══ 所给信息

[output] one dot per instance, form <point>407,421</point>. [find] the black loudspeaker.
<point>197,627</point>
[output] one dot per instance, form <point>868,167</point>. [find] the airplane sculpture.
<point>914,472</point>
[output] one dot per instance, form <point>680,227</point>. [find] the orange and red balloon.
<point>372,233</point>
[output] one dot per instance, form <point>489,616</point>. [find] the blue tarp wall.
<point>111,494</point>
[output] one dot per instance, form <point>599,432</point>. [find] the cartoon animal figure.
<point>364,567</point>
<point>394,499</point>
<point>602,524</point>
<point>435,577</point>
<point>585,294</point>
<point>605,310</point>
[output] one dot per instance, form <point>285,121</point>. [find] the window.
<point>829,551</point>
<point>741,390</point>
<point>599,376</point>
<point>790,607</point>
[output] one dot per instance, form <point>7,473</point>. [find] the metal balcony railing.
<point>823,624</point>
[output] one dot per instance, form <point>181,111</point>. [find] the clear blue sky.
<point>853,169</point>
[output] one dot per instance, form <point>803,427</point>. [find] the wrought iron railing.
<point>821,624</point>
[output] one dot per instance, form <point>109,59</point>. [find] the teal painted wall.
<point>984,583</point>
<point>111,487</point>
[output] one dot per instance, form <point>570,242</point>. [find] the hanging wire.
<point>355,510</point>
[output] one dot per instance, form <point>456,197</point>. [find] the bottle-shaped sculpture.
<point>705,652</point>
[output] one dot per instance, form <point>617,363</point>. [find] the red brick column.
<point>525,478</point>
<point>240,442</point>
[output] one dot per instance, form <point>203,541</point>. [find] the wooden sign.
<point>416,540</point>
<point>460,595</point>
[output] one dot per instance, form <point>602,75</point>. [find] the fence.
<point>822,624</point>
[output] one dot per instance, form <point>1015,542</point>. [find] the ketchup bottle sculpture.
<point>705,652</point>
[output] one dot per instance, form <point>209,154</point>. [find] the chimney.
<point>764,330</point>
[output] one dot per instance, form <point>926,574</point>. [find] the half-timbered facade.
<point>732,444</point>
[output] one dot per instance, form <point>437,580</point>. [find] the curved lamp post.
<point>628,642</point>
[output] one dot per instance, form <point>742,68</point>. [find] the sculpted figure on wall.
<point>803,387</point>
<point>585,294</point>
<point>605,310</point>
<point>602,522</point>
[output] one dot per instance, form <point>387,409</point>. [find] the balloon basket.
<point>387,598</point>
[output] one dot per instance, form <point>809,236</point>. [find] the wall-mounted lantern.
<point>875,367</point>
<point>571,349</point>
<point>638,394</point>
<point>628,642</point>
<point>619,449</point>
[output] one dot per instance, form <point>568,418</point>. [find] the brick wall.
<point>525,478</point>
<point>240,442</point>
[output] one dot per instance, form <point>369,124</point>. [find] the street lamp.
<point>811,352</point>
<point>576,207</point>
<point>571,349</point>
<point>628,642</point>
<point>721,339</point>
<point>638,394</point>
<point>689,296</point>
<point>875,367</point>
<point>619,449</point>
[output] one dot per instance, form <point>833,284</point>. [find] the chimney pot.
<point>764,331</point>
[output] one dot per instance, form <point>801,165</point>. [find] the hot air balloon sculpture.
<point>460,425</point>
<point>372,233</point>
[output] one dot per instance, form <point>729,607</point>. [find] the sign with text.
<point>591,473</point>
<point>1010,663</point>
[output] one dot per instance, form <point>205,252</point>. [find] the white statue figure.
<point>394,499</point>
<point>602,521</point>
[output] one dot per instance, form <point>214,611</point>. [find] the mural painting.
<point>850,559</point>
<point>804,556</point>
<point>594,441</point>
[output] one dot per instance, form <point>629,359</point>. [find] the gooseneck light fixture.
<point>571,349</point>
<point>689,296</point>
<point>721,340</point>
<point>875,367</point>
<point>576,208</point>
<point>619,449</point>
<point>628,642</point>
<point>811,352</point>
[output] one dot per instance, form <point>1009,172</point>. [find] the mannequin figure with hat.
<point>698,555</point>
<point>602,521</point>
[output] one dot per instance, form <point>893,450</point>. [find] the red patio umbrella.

════

将上面的全部记录逐行摘录下来，一字不改。

▶ [练习结果]:
[output] one dot per instance, form <point>407,421</point>. [find] the black loudspeaker.
<point>197,627</point>
[output] one dot per instance, form <point>868,167</point>. [find] the airplane sculpture.
<point>914,472</point>
[output] one dot per instance, form <point>680,227</point>. [find] the orange and red balloon.
<point>372,233</point>
[output] one dot per instance, form <point>489,616</point>. [find] the blue tarp wall.
<point>111,494</point>
[output] one dot per instance, form <point>599,432</point>. [find] the cartoon animal figure.
<point>364,567</point>
<point>394,499</point>
<point>602,524</point>
<point>435,577</point>
<point>585,294</point>
<point>605,310</point>
[output] one dot per instance, form <point>285,121</point>. [find] the window.
<point>829,551</point>
<point>741,390</point>
<point>599,376</point>
<point>790,607</point>
[output] one dot per instance, form <point>7,473</point>. [find] the metal balcony railing.
<point>823,624</point>
[output] one dot per instance, form <point>181,111</point>. [find] the clear blue sky.
<point>853,169</point>
[output] one dot per instance, form <point>803,427</point>. [find] the wrought iron railing.
<point>821,624</point>
[output] one dot per instance, form <point>109,59</point>. [find] the teal painted wall.
<point>984,583</point>
<point>111,487</point>
[output] one dot per instance, form <point>570,242</point>. [find] the hanging wire.
<point>355,510</point>
[output] one dot per instance, form <point>456,197</point>. [find] the bottle-shaped sculpture.
<point>705,652</point>
[output] one dot per instance, form <point>617,363</point>. [find] the red brick column.
<point>525,478</point>
<point>240,442</point>
[output] one dot per instance, form <point>203,541</point>. [find] the wooden sign.
<point>416,540</point>
<point>460,595</point>
[output] one dot per instance, form <point>602,75</point>. [find] the fence.
<point>822,624</point>
[output] one dot per instance, form <point>1015,542</point>. [find] the ketchup bottle sculpture.
<point>705,652</point>
[output] one dot per instance, form <point>209,154</point>. [find] the chimney.
<point>764,330</point>
[output] one dot per instance, form <point>926,574</point>. [find] the half-timbered facade.
<point>732,444</point>
[output] one dot per instance, form <point>437,580</point>. [find] the curved lamp post.
<point>628,642</point>
[output] one dot per instance, form <point>742,68</point>. [find] the sculpted figure on wall.
<point>803,387</point>
<point>585,294</point>
<point>605,310</point>
<point>602,522</point>
[output] one dot per instance, form <point>387,409</point>. [find] the balloon basket.
<point>387,598</point>
[output] one dot per instance, form <point>809,236</point>. [find] the wall-mounted lantern.
<point>875,367</point>
<point>571,349</point>
<point>638,394</point>
<point>628,642</point>
<point>619,449</point>
[output] one dot per instance, form <point>568,418</point>. [find] the brick wall.
<point>525,478</point>
<point>240,442</point>
[output] one dot per instance, form <point>369,124</point>. [find] the street lamp.
<point>811,352</point>
<point>576,207</point>
<point>571,349</point>
<point>628,642</point>
<point>721,339</point>
<point>638,394</point>
<point>689,296</point>
<point>875,367</point>
<point>619,449</point>
[output] one dot per instance, form <point>833,284</point>. [find] the chimney pot.
<point>764,331</point>
[output] one dot per instance, form <point>801,165</point>. [find] the hot air balloon sculpture.
<point>460,425</point>
<point>372,233</point>
[output] one dot per instance, form <point>729,607</point>. [find] the sign with text.
<point>591,473</point>
<point>1010,663</point>
[output] one dot per instance, form <point>205,252</point>. [find] the white statue figure.
<point>394,499</point>
<point>602,521</point>
[output] one dot per instance, form <point>214,611</point>. [find] the mural painting.
<point>850,559</point>
<point>804,556</point>
<point>594,441</point>
[output] one dot per instance, form <point>629,359</point>. [find] the gooseneck light fixture.
<point>571,349</point>
<point>689,296</point>
<point>721,340</point>
<point>875,367</point>
<point>576,208</point>
<point>619,449</point>
<point>628,642</point>
<point>811,352</point>
[output] one dot per instance, form <point>1009,172</point>. [find] the mannequin figure with hat.
<point>698,555</point>
<point>602,521</point>
[output] one dot per instance, form <point>893,450</point>. [find] the red patio umbrella.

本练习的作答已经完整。